▸ **Esercizio 1**
Riassumi in due frasi il testo sul bosco.

Tratti di bosco con altezze anche superiori a 30 metri (è stato misurato un acero di 36 metri) e diametri medi superiori a 50 cm, piante con fusti contorti e a volte bitorzoluti (a causa di passate e ripetute sgamollature), offrono un colpo d’occhio straordinario di antica foresta ricca di vita.
 
Non potevano mancare due aceri monumentali (censiti proprio nelle adiacenze dell’ultimo plot) con misure eccezionali, da aggiungere al nostro Data Base degli alberi monumentali (138 alberi che ora diventano 140). Il primo con una circonferenza di 5,20 metri alla base e il secondo di 4,60, entrambi con altezza superiore a 30 metri.

Uno degli aspetti che ha maggiormente colpito il gruppo di ricercatori  è la straordinaria biodiversità a livello di specie che il bosco evidenzia. Per limitarci al solo strato arboreo si incontrano oltre agli aceri il frassino maggiore (Fraxinus excelsior) e il frassino meridionale (Fraxinus angustifolia), l’ontano napoletano (Alnus cordata), il cerro (Quercus cerris). Ma le sorprese, percorrendo il bosco non finiscono e capita di incontrare l’olmo montano (Ulmus glabra), il tiglio selvatico (Tilia cordata) e perfino un esemplare (importante per dimensione) di carpino nero (Ostrya carpinifolia).
 Non poteva mancare, nella parte più a monte, l’abete bianco (Abies alba), con pochi vecchi individui dalle scure chiome, relitti di popolamenti un tempo molto più estesi.

Da notare che due di queste specie arboree, l’acero riccio e il frassino maggiore, sono alberi tipici della flora del centro-nord Europa e della penisola scandinava. In particolare l’acero riccio viene segnalato in letteratura sino al centro Italia (Gellini-Grossoni 1997).

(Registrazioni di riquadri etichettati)
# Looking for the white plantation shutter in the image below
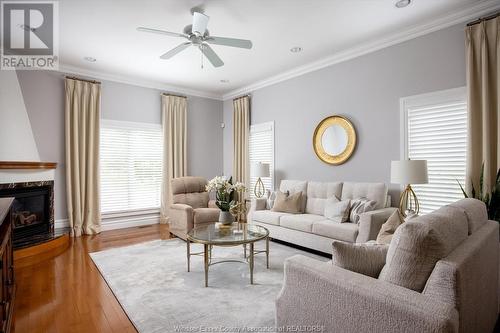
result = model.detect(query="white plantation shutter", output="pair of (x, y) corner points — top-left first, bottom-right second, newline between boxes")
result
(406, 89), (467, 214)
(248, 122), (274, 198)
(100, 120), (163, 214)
==
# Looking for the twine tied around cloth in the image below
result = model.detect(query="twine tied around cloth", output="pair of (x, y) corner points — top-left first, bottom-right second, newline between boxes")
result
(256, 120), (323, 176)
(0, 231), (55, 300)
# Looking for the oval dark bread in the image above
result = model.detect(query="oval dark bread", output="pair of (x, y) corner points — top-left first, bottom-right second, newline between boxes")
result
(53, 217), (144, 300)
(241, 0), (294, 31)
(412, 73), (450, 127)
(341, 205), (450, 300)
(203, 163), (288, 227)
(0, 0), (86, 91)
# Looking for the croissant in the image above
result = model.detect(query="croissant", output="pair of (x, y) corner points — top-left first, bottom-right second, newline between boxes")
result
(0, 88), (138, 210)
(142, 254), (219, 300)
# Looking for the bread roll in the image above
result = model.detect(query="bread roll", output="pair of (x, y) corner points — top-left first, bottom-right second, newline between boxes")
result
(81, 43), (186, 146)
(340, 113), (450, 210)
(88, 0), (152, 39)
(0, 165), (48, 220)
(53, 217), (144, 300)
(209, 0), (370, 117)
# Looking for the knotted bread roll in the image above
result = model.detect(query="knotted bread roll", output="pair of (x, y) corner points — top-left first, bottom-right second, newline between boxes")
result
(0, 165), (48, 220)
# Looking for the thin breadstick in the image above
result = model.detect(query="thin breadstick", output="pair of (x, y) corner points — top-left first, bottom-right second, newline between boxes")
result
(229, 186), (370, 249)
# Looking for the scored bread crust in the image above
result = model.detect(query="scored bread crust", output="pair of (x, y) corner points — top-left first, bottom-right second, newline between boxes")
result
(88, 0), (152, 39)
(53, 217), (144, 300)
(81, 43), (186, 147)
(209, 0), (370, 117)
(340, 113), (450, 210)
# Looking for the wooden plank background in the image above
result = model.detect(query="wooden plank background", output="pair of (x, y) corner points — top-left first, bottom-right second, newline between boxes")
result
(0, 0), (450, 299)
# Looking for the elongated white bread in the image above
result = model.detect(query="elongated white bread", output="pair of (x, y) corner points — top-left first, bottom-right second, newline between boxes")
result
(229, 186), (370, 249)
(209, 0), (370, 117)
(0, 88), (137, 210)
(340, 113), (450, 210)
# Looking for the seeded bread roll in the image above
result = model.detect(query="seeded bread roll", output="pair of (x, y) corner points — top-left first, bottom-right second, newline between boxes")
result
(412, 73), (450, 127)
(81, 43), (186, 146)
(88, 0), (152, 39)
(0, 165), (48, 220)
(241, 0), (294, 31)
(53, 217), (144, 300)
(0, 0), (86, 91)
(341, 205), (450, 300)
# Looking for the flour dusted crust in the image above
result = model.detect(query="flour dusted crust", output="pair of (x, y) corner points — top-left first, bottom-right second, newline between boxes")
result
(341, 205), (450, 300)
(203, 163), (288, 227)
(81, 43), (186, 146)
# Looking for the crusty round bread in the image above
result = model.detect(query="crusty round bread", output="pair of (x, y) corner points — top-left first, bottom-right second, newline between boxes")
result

▸ **Esercizio 2**
Riscala le voci a partire dalla riga che contiene "# Looking for the twine" e fino alla riga che contiene "(0, 0), (450, 299)", tutte e due comprese. Riscrivile tutte, richieste incluse, moltiplicando per 0,75 solo le coordinate nelle risposte e arrotondando all'intero, con le metà per eccesso.

▸ **Soluzione scritta 1**
Il bosco ha tratti con alberi alti anche più di 30 metri e fusti contorti, e vicino all'ultimo plot sono stati censiti due aceri monumentali che portano il Data Base degli alberi monumentali da 138 a 140 alberi. I ricercatori sono rimasti colpiti soprattutto dalla grande varietà di specie arboree: oltre agli aceri si trovano frassini, ontano napoletano, cerro, olmo montano, tiglio selvatico, carpino nero e, più a monte, qualche vecchio abete bianco.

▸ **Soluzione scritta 2**
# Looking for the twine tied around cloth in the image below
result = model.detect(query="twine tied around cloth", output="pair of (x, y) corner points — top-left first, bottom-right second, newline between boxes")
result
(192, 90), (242, 132)
(0, 173), (41, 225)
# Looking for the oval dark bread in the image above
result = model.detect(query="oval dark bread", output="pair of (x, y) corner points — top-left first, bottom-right second, newline between boxes")
result
(40, 163), (108, 225)
(181, 0), (221, 23)
(309, 55), (338, 95)
(256, 154), (338, 225)
(152, 122), (216, 170)
(0, 0), (65, 68)
# Looking for the croissant in the image above
result = model.detect(query="croissant", output="pair of (x, y) corner points — top-left first, bottom-right second, newline between boxes")
result
(0, 66), (104, 158)
(107, 191), (164, 225)
# Looking for the bread roll in the image above
result = model.detect(query="bread roll", output="pair of (x, y) corner points — top-left first, bottom-right second, newline between boxes")
result
(61, 32), (140, 110)
(255, 85), (338, 158)
(66, 0), (114, 29)
(0, 124), (36, 165)
(40, 163), (108, 225)
(157, 0), (278, 88)
# Looking for the knotted bread roll in the image above
result = model.detect(query="knotted bread roll", output="pair of (x, y) corner points — top-left first, bottom-right second, newline between boxes")
result
(0, 124), (36, 165)
# Looking for the thin breadstick in the image above
result = model.detect(query="thin breadstick", output="pair of (x, y) corner points — top-left first, bottom-right second, newline between boxes")
result
(172, 140), (278, 187)
# Looking for the scored bread crust in the image above
result = model.detect(query="scored bread crust", output="pair of (x, y) corner points — top-left first, bottom-right second, newline between boxes")
result
(66, 0), (114, 29)
(40, 163), (108, 225)
(61, 32), (140, 110)
(157, 0), (278, 88)
(255, 85), (338, 158)
# Looking for the wooden plank background in the image above
result = model.detect(query="wooden plank background", output="pair of (x, y) corner points — top-left first, bottom-right second, newline between boxes")
result
(0, 0), (338, 224)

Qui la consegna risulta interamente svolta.